広島県と広島市の二重行政解消に関する記事から、「(1)公営住宅(2)産業振興」を含む箇所を起点に、「化することも正式に合意した。」までを一字一句変えずに書き写してください。

### 文書本文
══════════
広島県湯崎英彦知事と広島市松井一実市長は31日、県庁で会談した。産業振興や教育など4分野で、県と政令指定都市の二重行政の解消を進めることで合意した。県と市で重複する仕事や施設を洗い出す作業が、予定よりずれ込んでいることも明らかにした。
 (1)公営住宅(2)産業振興(3)観光(4)教育―の4分野。松井市長は「県民、市民の利便性向上、費用対効果といった視点を踏まえて選んだ」と説明。湯崎知事は「4分野以外も順次、追加してはどうか」と提案した。
 公営住宅で県と市は既に、県営基町住宅(中区)の解体と市営吉島住宅(同)の建て替えに伴う居住者の移転先として、空室を融通し合うことで合意している。今後は範囲を広げ、県営住宅と市営住宅の募集や管理・運営なども一元化できないか検討する。産業振興は、中小企業支援や医療・環境産業育成での協力を想定。観光では、市が県のキャンペーン「おしい! 広島県」への乗り入れを進める。教育は、図書館業務や生涯教育分野の一元化などを検討。引きこもりの人や家族の相談窓口となる「ひきこもり地域支援センター」の運営を一本化することも正式に合意した。
══════════
### データ抜粋
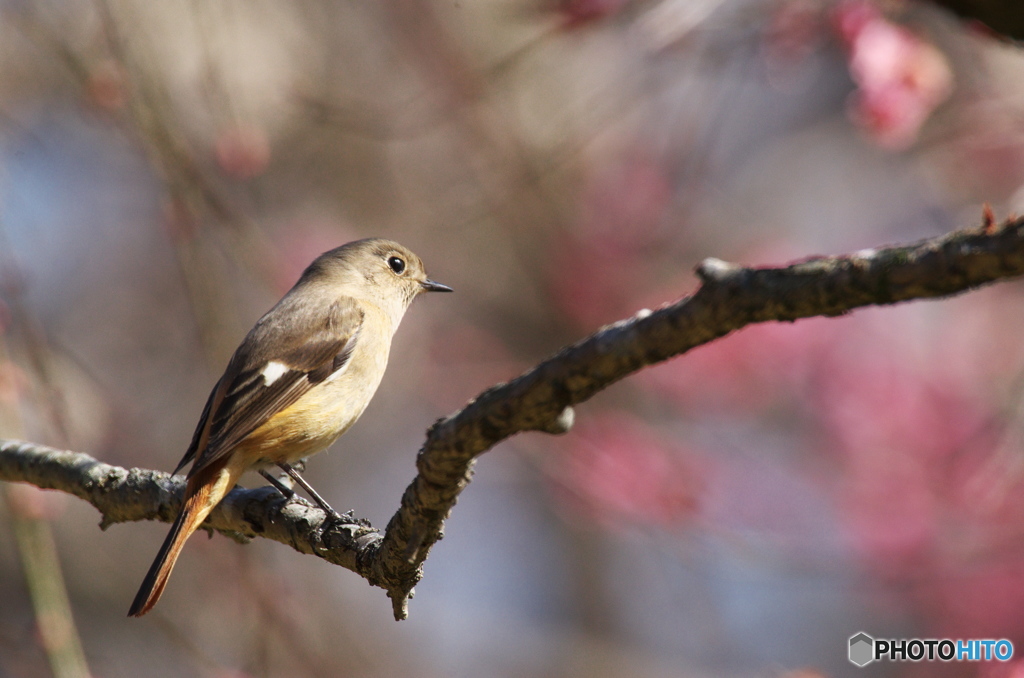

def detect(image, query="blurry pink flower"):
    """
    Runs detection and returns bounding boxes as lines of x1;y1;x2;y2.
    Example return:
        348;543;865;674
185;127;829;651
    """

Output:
══════════
### 作業結果
(1)公営住宅(2)産業振興(3)観光(4)教育―の4分野。松井市長は「県民、市民の利便性向上、費用対効果といった視点を踏まえて選んだ」と説明。湯崎知事は「4分野以外も順次、追加してはどうか」と提案した。
 公営住宅で県と市は既に、県営基町住宅(中区)の解体と市営吉島住宅(同)の建て替えに伴う居住者の移転先として、空室を融通し合うことで合意している。今後は範囲を広げ、県営住宅と市営住宅の募集や管理・運営なども一元化できないか検討する。産業振興は、中小企業支援や医療・環境産業育成での協力を想定。観光では、市が県のキャンペーン「おしい! 広島県」への乗り入れを進める。教育は、図書館業務や生涯教育分野の一元化などを検討。引きこもりの人や家族の相談窓口となる「ひきこもり地域支援センター」の運営を一本化することも正式に合意した。